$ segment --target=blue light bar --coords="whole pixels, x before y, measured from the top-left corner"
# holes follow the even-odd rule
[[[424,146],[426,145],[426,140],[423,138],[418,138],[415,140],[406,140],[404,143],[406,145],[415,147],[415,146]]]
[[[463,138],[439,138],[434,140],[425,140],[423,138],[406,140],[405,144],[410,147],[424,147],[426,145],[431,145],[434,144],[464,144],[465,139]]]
____
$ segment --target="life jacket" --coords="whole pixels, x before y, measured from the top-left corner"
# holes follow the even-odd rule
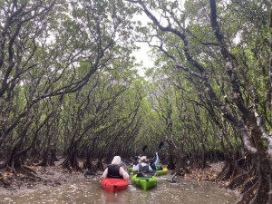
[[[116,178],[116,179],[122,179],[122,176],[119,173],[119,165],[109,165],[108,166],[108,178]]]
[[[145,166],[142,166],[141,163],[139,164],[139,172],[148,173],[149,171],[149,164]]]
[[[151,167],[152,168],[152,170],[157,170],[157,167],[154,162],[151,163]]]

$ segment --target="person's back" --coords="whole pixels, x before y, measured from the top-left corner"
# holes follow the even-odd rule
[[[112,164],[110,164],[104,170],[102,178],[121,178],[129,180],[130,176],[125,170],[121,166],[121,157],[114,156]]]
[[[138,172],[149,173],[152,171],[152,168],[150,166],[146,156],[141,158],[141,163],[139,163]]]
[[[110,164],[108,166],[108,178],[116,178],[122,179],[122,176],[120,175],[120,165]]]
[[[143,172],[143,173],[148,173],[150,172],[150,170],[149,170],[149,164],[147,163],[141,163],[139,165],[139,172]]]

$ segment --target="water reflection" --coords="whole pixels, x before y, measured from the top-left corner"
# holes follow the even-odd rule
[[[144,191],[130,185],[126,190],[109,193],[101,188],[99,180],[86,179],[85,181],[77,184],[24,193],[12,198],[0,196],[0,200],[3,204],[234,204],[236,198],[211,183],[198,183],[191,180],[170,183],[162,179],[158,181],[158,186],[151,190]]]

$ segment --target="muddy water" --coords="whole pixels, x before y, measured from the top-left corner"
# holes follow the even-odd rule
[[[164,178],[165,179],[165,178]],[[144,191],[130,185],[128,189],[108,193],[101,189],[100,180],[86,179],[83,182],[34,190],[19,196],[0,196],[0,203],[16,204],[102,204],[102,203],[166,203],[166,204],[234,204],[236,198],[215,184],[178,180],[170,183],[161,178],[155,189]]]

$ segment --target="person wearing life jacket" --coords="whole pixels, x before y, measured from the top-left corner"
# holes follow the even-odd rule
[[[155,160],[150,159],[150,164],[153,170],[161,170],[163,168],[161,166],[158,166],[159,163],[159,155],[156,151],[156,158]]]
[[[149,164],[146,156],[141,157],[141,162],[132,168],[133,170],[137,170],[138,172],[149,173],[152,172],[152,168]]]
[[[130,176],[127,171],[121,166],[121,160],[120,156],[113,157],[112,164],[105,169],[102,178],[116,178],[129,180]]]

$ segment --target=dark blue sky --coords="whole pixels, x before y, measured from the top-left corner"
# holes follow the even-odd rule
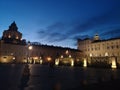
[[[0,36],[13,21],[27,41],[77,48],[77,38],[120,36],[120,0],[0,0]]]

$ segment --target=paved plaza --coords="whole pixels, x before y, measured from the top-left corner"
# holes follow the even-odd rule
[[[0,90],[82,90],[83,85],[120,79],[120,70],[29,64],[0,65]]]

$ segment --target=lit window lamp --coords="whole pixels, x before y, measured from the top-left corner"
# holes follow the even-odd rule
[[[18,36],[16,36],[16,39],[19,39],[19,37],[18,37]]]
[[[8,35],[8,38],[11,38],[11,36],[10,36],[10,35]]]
____
■ **GOAL**:
Can you output the records from the line containing "segment --target=lit window" through the line containing "[[[8,35],[8,38],[11,38],[11,36],[10,36],[10,35]]]" as a Markdown table with columns Index and Content, numbering each line and skipping blank lines?

■ **SOLUTION TO THIS TASK**:
| Index | Content |
|---|---|
| 1 | $ segment --target=lit window lamp --coords="whole pixels, x before y, measured from the top-left corner" |
| 2 | # holes follow the even-odd rule |
| 3 | [[[18,36],[16,36],[16,39],[19,39],[19,37],[18,37]]] |
| 4 | [[[8,35],[8,38],[11,38],[11,36],[10,36],[10,35]]] |